WORK ITEM
The complete set of records below must be repeated precisely as given.
=== DATA EXTRACT ===
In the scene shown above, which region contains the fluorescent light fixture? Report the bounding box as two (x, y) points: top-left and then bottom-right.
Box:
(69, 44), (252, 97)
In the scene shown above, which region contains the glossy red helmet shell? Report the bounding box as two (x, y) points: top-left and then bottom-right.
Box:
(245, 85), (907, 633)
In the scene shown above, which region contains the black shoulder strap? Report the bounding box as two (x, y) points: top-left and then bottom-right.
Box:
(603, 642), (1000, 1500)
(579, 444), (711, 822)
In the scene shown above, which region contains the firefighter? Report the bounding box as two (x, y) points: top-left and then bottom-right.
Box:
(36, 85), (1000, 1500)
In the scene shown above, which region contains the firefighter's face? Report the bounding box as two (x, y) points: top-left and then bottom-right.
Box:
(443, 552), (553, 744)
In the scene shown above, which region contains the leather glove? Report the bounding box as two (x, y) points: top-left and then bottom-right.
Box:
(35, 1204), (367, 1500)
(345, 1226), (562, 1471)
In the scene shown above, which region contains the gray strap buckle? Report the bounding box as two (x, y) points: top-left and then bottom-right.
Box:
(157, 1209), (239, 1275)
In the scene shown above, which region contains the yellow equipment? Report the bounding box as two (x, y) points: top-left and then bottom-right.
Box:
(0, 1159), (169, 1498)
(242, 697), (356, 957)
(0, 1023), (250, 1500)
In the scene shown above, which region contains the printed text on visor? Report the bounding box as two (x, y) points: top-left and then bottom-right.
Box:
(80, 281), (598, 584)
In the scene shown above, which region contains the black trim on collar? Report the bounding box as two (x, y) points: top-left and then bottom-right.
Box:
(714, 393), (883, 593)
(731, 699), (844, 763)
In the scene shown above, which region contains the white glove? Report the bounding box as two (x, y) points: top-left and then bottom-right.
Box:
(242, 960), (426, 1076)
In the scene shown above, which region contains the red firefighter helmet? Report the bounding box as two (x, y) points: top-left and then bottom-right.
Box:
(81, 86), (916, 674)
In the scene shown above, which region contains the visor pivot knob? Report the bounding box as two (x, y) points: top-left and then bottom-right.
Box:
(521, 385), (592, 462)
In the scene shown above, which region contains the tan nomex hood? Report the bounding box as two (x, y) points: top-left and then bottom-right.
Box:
===
EXERCISE ANSWER
In the scene shown above, which region contains the fluorescent light fixture? Report the bounding box as two (x, y) points: top-left and then bottom-right.
Box:
(69, 44), (252, 97)
In the scene shown above, which region contains the glossy red helmet shell? Report the bounding box as two (x, y) points: top-left and then bottom-right.
Box:
(245, 85), (907, 633)
In the scene shown above, which region contains the black shoulder strap? Report the bounding box as two (x, y) points: top-left and then bottom-right.
Box:
(603, 642), (1000, 1500)
(579, 444), (711, 822)
In the scene shown above, which region contains the firefighter? Report the bounding box as two (x, y) points: top-left and then bottom-right.
Box:
(36, 85), (1000, 1500)
In the scene shown above, which region contains the firefighter's face? Report the bounding box as two (x, y) points: top-left and then bottom-right.
Box:
(443, 552), (553, 744)
In the scene shown above, which region contains the leather glove? Report the bounding box as two (x, y) points: top-left and then bottom-right.
Box:
(35, 1204), (367, 1500)
(345, 1226), (562, 1471)
In the scene shown above, which region contains the gray strap buckle? Report the bounding box as two (x, y) points: top-left and then bottom-right.
Box:
(157, 1209), (239, 1275)
In the scene shown above, which region contains the yellow equipment? Report the bounding box as two (x, y) points: top-left and then bottom-right.
Box:
(0, 1159), (169, 1498)
(242, 697), (356, 957)
(0, 1023), (250, 1500)
In the scene shown above, which region contains the printed text on visor? Report the bounding box as two (x, y) points: top-left and then bottom-right.
Box:
(80, 281), (598, 584)
In the scene shown above, which region contains the black trim on collar? Report the bounding box as two (x, y) points: top-left and then bottom-right.
Box:
(714, 393), (883, 593)
(731, 699), (844, 763)
In the scene shown above, which region contains the white glove? Report the bounding box as two (x, y) points: top-left and then bottom-right.
Box:
(242, 960), (426, 1076)
In the scene shown above, which region contains the red firefighter helmet? Report the bounding box as two (x, y) points: top-left and then bottom-right.
Box:
(81, 86), (916, 674)
In the scene shown above, which region contains the visor pivot knob? Report the bounding box as two (x, y) points: top-left and then bottom-right.
Box:
(521, 385), (592, 462)
In the scene shown above, which region contains the tan nomex hood? Report the bounding box as two (x, y) points: top-left and then bottom-right.
Box:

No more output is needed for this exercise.